Условие задачи: Укажите, где, согласно приведенному ниже отрывку о вечере у академика Будкера, находился его коттедж.

Цитируемый текст:
****************************************

Было и неожиданное продолжение.

Когда заехали в гостиницу “Новосибирск”, портье бросился к Инне и Гене с новостью, что их разыскивает академик Будкер — он видел по телевизору выступление Шпаликова — и жаждет с ним познакомиться, ждет вечером у себя. У Будкера был коттедж в Академгородке.

Дальше события развивались с захватившей меня стремительностью. Мне купили билет на самолет. Все стало казаться легким и достижимым в самом ближайшем будущем.

От Будкера — я уже считал естественным, что всюду теперь появляюсь с Гулой и Шпаликовым — мы должны были лететь ночным рейсом в Москву.

К себе в гостиницу я заскочил взять вещи. Кефир между рамами прокис и зазеленел. Из номера я вышел совсем другим человеком, чем вошел две недели назад.

Я испытывал сумасшедший прилив энергии. За стеклом, отделившим вестибюль гостиницы, был виден ожидавший меня “ЗИЛ” академика (ехать до дома Будкера было два шага), у входа в ресторан мигал разноцветными, как на елке новогодней, огнями и отражениями огней бар. Я зашел в бар с чемоданом — и зачем-то выпил фужер сухого вина. И тогда только сел в машину.

Четкости изображения вечера у Будкера не хватало с начала и до самого конца. Хотя что-то помню и через столько лет. Гена возился на снегу с овчаркой — не спешил войти в коттедж. Инна с легким раздражением сказала мне, что он копирует Антониони — тот точно так же вел себя перед каким-то приемом в России.

****************************************

Фрагмент данных:
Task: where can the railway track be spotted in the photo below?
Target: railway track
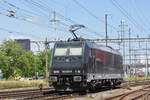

****************************************

Ответ: В Академгородке.